Aufgabenziel >> Übertrage den folgenden Satz aus dem Auszug über Harold Garfinkel ins Englische: „In den 1930er-Jahren startete der US-Soziologe Talcott Parsons ein Projekt, in dem er die verschiedenen Strömungen innerhalb der Soziologie in einer einzigen, kohärenten Theorie zusammenführen wollte.“

Ausgewählter Auszug >>
..............................

HAROLD GARFINKEL (1917–2011)

IM KONTEXT

SCHWERPUNKT

Ethnomethodologie

WICHTIGE DATEN

1895 Émile Durkheim befürwortet in seiner Schrift Die Regeln der soziologischen Methode eine strikt naturwissenschaftliche Methode für die Sozialwissenschaften.

1921/22 Max Webers methodologischer Individualismus wird in seinem posthum veröffentlichten Werk Wirtschaft und Gesellschaft erläutert.

1937 Talcott Parsons formuliert in The Structure of Social Action eine kohärente Gesellschaftstheorie.

1967 Harold Garfinkel veröffentlicht seine Studies in Ethnomethodology.

1976 Anthony Giddens baut in seinem Buch Interpretative Soziologie Ideen aus Garfinkels Ethnomethodologie in seine Darstellung der Soziologie mit ein.

In den 1930er-Jahren startete der US-Soziologe Talcott Parsons ein Projekt, in dem er die verschiedenen Strömungen innerhalb der Soziologie in einer einzigen, kohärenten Theorie zusammenführen wollte. Sein Buch The Structure of Social Action (1937) vereint Ideen von Max Weber, Émile Durkheim und anderen und stellt den Versuch einer universalen Methodologie der Soziologie dar.

..............................

Datenzeilen >>

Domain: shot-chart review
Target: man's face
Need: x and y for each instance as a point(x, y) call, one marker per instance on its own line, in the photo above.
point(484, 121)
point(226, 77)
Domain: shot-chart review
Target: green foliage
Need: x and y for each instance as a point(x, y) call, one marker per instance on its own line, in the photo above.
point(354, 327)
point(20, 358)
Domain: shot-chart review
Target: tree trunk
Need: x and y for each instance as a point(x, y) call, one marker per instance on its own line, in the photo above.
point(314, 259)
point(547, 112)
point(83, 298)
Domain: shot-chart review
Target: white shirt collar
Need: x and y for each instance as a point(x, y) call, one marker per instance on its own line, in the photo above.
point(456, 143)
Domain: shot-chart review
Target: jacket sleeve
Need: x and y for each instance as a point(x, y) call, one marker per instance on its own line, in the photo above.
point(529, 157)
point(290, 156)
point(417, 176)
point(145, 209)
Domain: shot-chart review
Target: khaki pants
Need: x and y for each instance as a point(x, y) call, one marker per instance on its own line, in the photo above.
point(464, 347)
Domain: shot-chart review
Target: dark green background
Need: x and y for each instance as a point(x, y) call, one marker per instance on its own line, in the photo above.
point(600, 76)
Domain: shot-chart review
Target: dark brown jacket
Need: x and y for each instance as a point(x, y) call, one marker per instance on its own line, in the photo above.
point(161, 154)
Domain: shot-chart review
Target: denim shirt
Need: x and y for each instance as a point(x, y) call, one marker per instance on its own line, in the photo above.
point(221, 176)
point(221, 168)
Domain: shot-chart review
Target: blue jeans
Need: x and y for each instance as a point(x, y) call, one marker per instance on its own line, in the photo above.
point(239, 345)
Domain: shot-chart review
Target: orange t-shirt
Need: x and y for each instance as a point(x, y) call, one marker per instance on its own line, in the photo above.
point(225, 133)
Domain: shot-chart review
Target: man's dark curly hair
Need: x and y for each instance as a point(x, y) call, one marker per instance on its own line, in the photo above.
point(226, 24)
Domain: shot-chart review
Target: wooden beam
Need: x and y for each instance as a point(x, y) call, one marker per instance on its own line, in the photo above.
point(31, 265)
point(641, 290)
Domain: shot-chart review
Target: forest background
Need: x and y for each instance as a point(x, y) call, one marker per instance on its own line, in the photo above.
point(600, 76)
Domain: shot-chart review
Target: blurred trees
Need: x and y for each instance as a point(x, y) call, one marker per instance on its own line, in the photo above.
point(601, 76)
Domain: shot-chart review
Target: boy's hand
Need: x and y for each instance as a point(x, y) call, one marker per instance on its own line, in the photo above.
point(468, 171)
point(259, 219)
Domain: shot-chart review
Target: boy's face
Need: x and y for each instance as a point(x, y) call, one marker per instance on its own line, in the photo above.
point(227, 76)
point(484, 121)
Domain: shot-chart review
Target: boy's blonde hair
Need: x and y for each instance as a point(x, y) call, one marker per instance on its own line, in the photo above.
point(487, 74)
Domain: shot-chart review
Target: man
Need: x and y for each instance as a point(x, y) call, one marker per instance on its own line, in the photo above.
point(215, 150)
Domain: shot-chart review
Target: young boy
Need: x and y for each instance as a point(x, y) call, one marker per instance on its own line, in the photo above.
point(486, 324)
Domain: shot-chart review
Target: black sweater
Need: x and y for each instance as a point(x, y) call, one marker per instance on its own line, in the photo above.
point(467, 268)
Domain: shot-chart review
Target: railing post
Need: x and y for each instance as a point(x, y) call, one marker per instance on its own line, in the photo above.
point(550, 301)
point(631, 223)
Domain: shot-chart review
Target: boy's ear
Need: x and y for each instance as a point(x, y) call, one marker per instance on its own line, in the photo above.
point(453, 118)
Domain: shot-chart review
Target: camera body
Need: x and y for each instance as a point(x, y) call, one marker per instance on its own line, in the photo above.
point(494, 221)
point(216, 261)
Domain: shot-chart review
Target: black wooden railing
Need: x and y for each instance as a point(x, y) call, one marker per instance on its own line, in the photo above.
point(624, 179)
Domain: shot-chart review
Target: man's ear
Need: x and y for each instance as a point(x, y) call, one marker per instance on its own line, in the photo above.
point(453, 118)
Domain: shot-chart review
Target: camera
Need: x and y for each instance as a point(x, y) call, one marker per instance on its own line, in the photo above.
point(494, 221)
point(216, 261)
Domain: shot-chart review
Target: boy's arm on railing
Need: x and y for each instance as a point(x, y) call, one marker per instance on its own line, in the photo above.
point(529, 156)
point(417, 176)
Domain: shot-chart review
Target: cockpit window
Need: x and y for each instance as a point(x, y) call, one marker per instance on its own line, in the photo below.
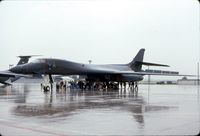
point(39, 61)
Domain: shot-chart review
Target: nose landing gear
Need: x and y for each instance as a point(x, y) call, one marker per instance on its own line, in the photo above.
point(47, 79)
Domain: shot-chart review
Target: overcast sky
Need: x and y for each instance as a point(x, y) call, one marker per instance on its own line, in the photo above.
point(105, 31)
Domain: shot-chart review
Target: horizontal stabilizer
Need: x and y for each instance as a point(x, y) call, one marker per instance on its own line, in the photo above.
point(151, 64)
point(162, 72)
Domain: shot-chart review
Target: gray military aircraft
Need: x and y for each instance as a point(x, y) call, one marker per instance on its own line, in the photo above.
point(7, 77)
point(130, 72)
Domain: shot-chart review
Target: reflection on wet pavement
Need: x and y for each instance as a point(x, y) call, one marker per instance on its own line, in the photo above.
point(115, 112)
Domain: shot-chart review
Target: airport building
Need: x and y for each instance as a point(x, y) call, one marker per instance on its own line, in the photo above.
point(185, 81)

..............................

Lösung der Aufgabe >> In the 1930s, the US sociologist Talcott Parsons launched a project in which he sought to bring the various currents within sociology together into a single, coherent theory.